*** EXTRACTED INFORMATION Section Begins ***

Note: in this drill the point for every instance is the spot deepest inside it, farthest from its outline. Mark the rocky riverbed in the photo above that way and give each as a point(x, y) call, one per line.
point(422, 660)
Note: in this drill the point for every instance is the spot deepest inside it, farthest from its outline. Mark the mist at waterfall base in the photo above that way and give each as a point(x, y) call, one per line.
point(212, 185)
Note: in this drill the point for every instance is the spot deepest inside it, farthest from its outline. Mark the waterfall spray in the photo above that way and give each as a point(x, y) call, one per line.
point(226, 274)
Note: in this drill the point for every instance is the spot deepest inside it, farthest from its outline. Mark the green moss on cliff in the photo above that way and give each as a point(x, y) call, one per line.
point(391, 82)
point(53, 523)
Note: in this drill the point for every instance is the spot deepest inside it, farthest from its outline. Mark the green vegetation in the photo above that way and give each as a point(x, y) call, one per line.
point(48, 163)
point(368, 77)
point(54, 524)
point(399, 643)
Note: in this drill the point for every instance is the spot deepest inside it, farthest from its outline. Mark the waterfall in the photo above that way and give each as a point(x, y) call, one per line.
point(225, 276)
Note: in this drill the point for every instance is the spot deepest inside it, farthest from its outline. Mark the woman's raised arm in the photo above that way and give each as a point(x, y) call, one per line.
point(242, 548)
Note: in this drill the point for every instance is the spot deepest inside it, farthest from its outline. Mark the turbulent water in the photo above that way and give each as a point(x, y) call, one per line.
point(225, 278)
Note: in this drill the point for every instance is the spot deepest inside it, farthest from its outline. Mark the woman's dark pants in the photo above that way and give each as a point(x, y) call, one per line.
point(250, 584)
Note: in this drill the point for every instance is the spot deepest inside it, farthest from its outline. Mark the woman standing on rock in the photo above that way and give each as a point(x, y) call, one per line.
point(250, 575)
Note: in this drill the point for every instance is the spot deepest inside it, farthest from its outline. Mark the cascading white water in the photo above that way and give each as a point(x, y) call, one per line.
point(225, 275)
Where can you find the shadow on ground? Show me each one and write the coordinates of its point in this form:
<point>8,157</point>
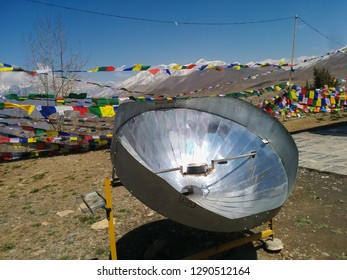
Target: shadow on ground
<point>336,129</point>
<point>165,239</point>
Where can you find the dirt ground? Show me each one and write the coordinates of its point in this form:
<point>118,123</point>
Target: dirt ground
<point>40,217</point>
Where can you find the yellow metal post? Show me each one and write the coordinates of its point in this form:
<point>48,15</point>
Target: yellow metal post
<point>109,212</point>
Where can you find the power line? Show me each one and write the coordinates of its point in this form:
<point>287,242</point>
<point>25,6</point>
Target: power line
<point>155,20</point>
<point>327,37</point>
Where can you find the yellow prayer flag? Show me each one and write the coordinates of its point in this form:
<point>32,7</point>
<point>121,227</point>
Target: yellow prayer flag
<point>107,111</point>
<point>94,70</point>
<point>319,102</point>
<point>6,69</point>
<point>52,133</point>
<point>137,67</point>
<point>177,67</point>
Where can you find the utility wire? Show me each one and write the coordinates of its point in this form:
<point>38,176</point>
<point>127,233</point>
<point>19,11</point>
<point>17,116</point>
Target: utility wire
<point>327,37</point>
<point>154,20</point>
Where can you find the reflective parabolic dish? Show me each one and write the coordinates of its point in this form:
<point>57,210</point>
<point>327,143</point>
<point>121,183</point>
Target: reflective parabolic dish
<point>218,164</point>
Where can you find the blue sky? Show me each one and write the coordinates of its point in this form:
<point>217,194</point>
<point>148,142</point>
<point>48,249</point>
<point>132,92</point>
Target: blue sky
<point>107,40</point>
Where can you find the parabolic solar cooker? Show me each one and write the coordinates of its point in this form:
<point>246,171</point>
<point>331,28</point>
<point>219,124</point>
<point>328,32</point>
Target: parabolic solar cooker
<point>212,163</point>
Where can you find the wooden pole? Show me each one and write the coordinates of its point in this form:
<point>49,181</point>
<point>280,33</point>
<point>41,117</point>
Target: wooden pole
<point>293,48</point>
<point>109,211</point>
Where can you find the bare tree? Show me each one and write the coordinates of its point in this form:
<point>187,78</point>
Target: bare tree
<point>49,50</point>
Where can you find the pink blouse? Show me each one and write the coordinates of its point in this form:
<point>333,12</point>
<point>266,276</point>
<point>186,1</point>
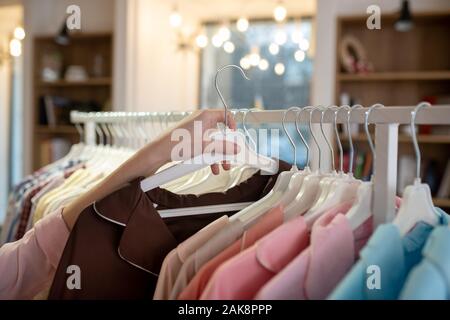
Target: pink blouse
<point>29,264</point>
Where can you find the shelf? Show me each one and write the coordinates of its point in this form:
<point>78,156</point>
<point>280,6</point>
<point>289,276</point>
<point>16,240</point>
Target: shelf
<point>87,83</point>
<point>64,129</point>
<point>396,76</point>
<point>437,139</point>
<point>441,202</point>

*** EXTRACTED INFORMATION Section Ends ***

> **PROBLEM TO SOLVE**:
Repeat every record above exactly. The pictures do not belong in the copy.

> **WRITTEN ANSWER**:
Note: in this drill the point for every instance is the spot deepest inside it, farthest from its outline. Mark the rocky riverbed in the photo above that way and give each as a point(x, y) call, one per line.
point(422, 660)
Note: in this drill the point for every instance is the spot deepest inside it, farthest from its outline. Mark the mist at waterfall base in the photo above that way and give each as a point(x, y) call, one per line.
point(212, 185)
Note: in this drill the point for every instance is the spot deepest inside it, farthest from its outline. Mark the waterfall spray in the photo above that way and give each as a point(x, y) call, one per line.
point(226, 274)
Note: in this drill the point for every instance is the spot deepest inside it, farthest from its outline. Mark the green moss on cliff in the photo above that way and give each as a point(x, y) call, one per line.
point(391, 82)
point(53, 523)
Note: in this drill the point for every instance is the spot deepest inside it, farthest from its outline. Mark the green vegetation in the photo above that way and give each as a point(x, y) call, one per line.
point(48, 163)
point(368, 77)
point(54, 524)
point(399, 643)
Note: in this drill the point for every instance is the spot deepest inside it, farthest from its outline. Mark the waterfall in the photo above that way and give each as a point(x, y) call, one per line.
point(225, 276)
Note: in this drill the point for every instance is the spot deepest inside it, farthest from its outline. Mark the woman's raised arm in the photo above that way and give each as a point(x, y) call, one per line.
point(242, 548)
Note: in this drill the point for every instance is the spot deepest inside it, farthest from its outline. Mark the turbulent water in the photo above that way and give each as a point(x, y) call, one per line.
point(225, 278)
Note: in this drill the point for every instance is the spot deepest inside it, farthest from its outline. Mark the woman's dark pants in the photo above that way and give each as a point(x, y) call, one per line.
point(250, 584)
Note: in this drill the point for every instance is the spot deepest inside it, farthest from its outline. Mark the woman standing on rock in the photo above that way and give each as a point(x, y) call, one per line.
point(250, 575)
Note: in this drill the point for every instance is the spot deepest inside it, farthest from its outline. Mark the cascading white water in the photo above that way and give each as a point(x, y) call, one per line.
point(225, 275)
Where can you find the shadow on ground? Show me each one and write the coordinates of its point in this form:
<point>8,157</point>
Target: shadow on ground
<point>336,129</point>
<point>165,239</point>
Where can you find the dirt ground? Show me each one and write the coordinates of its point in this form:
<point>118,123</point>
Target: dirt ground
<point>40,217</point>
Where can you find the yellow metal post? Show me each one and write the coordinates of its point in this form:
<point>48,15</point>
Target: yellow metal post
<point>109,212</point>
Where can you find the power line? Show me each one and write the coordinates of its point in this form:
<point>287,242</point>
<point>25,6</point>
Target: power line
<point>155,20</point>
<point>327,37</point>
Where can you find the yellow prayer flag? Show me each one and write the coordinates of its point in this form:
<point>32,7</point>
<point>121,227</point>
Target: yellow prayer flag
<point>107,111</point>
<point>94,70</point>
<point>319,102</point>
<point>6,69</point>
<point>52,133</point>
<point>137,67</point>
<point>177,67</point>
Where can you find the utility wire? Show me each one and write the coordinates of its point in this form:
<point>38,176</point>
<point>127,233</point>
<point>19,11</point>
<point>17,116</point>
Target: utility wire
<point>327,37</point>
<point>154,20</point>
Where can you find the reflective parabolic dish? Show me each one and write the coordinates of its point in this form:
<point>57,210</point>
<point>327,143</point>
<point>121,183</point>
Target: reflective parabolic dish
<point>218,164</point>
Where can you find the blue sky? Show me each one and write the coordinates of its point in this form:
<point>217,194</point>
<point>148,142</point>
<point>48,249</point>
<point>132,92</point>
Target: blue sky
<point>107,40</point>
Where can you find the parabolic solar cooker? Show me each one and write the coordinates of its point in this form:
<point>246,171</point>
<point>331,28</point>
<point>219,124</point>
<point>328,32</point>
Target: parabolic solar cooker
<point>212,163</point>
Where can you find the wooden pole? Show me each one and write the coordinates of its point in this form:
<point>49,181</point>
<point>280,33</point>
<point>41,117</point>
Target: wooden pole
<point>293,48</point>
<point>109,211</point>
Where can you find the bare tree? Show me each one and write the coordinates of its point in this form:
<point>187,78</point>
Target: bare tree
<point>49,50</point>
Where can you find the pink blouse? Show me each one and write the coordinates of its point in this form:
<point>333,12</point>
<point>266,276</point>
<point>186,1</point>
Target: pink blouse
<point>29,264</point>
Where can you find the shelf? Show me each one and write the coordinates of its point in this form:
<point>78,156</point>
<point>280,6</point>
<point>289,276</point>
<point>16,240</point>
Target: shelf
<point>87,83</point>
<point>64,129</point>
<point>396,76</point>
<point>437,139</point>
<point>441,202</point>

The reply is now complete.